*WHAT YOU NEED TO DO*
Copy every line, leaving nothing out and adding nothing.

*EXERCISE DATA*
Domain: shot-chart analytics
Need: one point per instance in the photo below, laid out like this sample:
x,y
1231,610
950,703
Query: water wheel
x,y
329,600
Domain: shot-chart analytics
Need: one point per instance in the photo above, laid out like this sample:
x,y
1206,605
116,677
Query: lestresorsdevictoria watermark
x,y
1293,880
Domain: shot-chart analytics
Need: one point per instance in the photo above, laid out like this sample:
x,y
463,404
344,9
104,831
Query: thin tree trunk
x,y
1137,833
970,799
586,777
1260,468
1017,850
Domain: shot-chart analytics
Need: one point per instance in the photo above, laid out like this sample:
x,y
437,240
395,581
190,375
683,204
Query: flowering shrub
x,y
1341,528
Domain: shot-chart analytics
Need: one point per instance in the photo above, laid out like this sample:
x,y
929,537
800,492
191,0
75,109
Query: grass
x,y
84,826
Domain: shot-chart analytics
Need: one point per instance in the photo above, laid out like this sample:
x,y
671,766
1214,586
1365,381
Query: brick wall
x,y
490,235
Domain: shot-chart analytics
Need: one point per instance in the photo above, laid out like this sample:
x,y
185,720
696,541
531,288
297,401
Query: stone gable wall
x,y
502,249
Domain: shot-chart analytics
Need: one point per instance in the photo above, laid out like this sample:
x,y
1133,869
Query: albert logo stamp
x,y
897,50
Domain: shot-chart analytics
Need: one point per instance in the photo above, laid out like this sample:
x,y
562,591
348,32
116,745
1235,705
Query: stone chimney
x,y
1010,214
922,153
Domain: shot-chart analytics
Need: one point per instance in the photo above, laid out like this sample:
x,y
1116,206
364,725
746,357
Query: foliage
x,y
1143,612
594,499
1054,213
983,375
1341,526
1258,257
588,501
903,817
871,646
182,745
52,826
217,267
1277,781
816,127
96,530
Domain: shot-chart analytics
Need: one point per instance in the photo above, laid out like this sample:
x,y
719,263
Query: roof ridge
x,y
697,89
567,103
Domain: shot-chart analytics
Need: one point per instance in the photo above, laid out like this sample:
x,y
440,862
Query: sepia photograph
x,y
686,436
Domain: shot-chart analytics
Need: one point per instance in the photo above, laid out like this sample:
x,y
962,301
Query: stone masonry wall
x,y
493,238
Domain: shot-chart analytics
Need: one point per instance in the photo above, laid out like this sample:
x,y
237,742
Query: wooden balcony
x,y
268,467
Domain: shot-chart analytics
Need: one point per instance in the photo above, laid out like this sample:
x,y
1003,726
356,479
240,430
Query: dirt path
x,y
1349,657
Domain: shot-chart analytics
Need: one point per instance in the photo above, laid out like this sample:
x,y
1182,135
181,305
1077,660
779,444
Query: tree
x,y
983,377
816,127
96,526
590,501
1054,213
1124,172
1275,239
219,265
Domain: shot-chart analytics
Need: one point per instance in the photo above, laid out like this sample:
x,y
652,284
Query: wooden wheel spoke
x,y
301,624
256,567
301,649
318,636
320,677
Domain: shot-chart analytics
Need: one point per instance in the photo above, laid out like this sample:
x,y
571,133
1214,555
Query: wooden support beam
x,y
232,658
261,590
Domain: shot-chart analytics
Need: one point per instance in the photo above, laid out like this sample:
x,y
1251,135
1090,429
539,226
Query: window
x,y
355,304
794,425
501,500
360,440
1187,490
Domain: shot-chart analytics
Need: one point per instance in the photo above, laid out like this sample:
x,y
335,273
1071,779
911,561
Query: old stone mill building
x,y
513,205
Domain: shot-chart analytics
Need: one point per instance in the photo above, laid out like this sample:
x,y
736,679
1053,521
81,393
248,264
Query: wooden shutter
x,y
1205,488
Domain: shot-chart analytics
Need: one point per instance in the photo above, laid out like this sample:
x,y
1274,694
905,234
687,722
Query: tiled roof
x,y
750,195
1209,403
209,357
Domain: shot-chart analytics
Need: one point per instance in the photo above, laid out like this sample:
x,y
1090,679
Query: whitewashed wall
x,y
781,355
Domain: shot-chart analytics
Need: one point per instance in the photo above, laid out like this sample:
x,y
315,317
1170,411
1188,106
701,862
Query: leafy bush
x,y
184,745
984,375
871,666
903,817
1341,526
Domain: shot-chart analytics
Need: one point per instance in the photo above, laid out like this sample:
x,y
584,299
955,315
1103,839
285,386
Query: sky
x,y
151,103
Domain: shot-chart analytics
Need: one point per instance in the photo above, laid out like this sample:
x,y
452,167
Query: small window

*TASK OUTPUT*
Domain: shot-chart analytics
Need: one point per instance in the photo below, laid out like this sample:
x,y
1231,610
950,703
Query: water wheel
x,y
329,600
Domain: shot-chart analytics
Need: one point per instance in the photo above, laid out like this sample:
x,y
1206,605
116,677
Query: lestresorsdevictoria watermark
x,y
1293,880
Domain: shot-chart analytics
Need: one point per instance in the photo above, laid out like this sample:
x,y
463,404
344,9
104,831
Query: thin tree trunk
x,y
1137,833
970,799
586,777
1260,468
1017,850
Domain: shot-chart analytics
Need: one point per instance in the photo above, laid out like this sample:
x,y
437,240
395,581
190,375
683,204
Query: flowering shrub
x,y
1341,528
Domain: shot-chart analytics
Need: one point per instance in the photo above, laid out like this sample:
x,y
929,537
800,492
191,0
75,109
Query: grass
x,y
84,826
Domain: shot-chart analytics
Need: one point per instance in the photo above, laid out like this sample:
x,y
671,766
1214,586
1365,381
Query: brick wall
x,y
490,235
Domain: shot-chart analytics
Need: one point per instance in the photo above, laid out like this sample:
x,y
185,720
696,541
531,288
297,401
Query: stone gable wall
x,y
502,249
Domain: shot-chart analytics
Need: one point per instance in the photo above, laid out like this sample:
x,y
1133,869
Query: albert logo stamp
x,y
897,50
Domain: shot-chart analytics
Need: one point per instance in the photo above, laid out like this sample:
x,y
562,591
348,32
116,745
1235,705
Query: stone chimney
x,y
1010,214
922,153
Domain: shot-chart analytics
Need: one point per instance in the photo above, laid out like this sample:
x,y
1116,206
364,725
746,357
Query: foliage
x,y
1143,612
594,499
1054,213
983,375
1341,526
1258,257
588,501
903,817
871,646
182,745
52,826
217,267
1277,781
816,127
96,530
Domain: shot-chart analytics
Need: one point per instance in the photo above, laid out like this sample:
x,y
719,263
Query: roof ridge
x,y
697,89
567,103
Domain: shot-chart analytics
Need: one point per instance in the photo above, laid out like this sample:
x,y
440,862
Query: sepia photograph
x,y
686,436
Domain: shot-chart analytics
Need: one point per instance in the photo above, laid out like this sample:
x,y
962,301
Query: stone masonry wall
x,y
493,238
Domain: shot-chart analytics
Need: one point per instance in the photo above, laid out like this sample:
x,y
237,742
Query: wooden balcony
x,y
268,467
Domain: shot-chart analytics
Need: one point per instance in the photo above, laid out like this sample:
x,y
1003,726
356,479
240,430
Query: dirt path
x,y
1349,657
Domain: shot-chart analytics
Need: one point per instance in the photo above, laid out like this sample:
x,y
1182,135
181,305
1077,660
779,444
Query: tree
x,y
983,377
816,127
96,526
590,501
1054,213
1124,172
1275,239
219,265
Domain: shot-chart analytics
Need: one point per instance in the photo above, laid out like this sample:
x,y
652,284
Query: wooden wheel spoke
x,y
301,624
256,567
301,649
318,636
320,677
Domain: shot-chart analytics
Need: one point per instance in the photo above, laid out like this sample:
x,y
571,133
1214,555
Query: wooden support beam
x,y
232,658
261,590
Domain: shot-chart analytics
Need: one point per instance in the photo above, laid out like this sample:
x,y
1251,135
1090,429
539,226
Query: window
x,y
355,304
794,425
501,500
360,440
1187,490
Domain: shot-chart analytics
Need: one point per instance in the photo above, laid out like this sample:
x,y
335,273
1071,779
911,561
Query: old stone mill building
x,y
513,205
Domain: shot-chart analytics
Need: one point per instance in the photo above, laid out like this sample:
x,y
736,679
1053,521
81,393
248,264
Query: wooden shutter
x,y
1205,488
Domain: shot-chart analytics
Need: one point per instance in the photo above, laid out like this sample:
x,y
1274,694
905,234
687,722
Query: tiled roof
x,y
750,195
1209,403
209,357
Domain: shot-chart analytics
Need: one point per instance in the photo above, laid out like this sample:
x,y
1090,679
Query: whitewashed wall
x,y
781,355
Domain: shot-chart analytics
Need: one point per instance in the photo above, laid out like this sample:
x,y
315,317
1170,411
1188,106
701,862
Query: leafy bush
x,y
184,745
984,375
871,666
903,817
1341,526
Domain: shot-chart analytics
Need: one point per instance in the photo above, laid out like this sample:
x,y
584,299
955,315
1103,839
285,386
Query: sky
x,y
151,103
Domain: shot-chart analytics
Need: one point per instance in the photo above, laid out like this sample:
x,y
452,167
Query: small window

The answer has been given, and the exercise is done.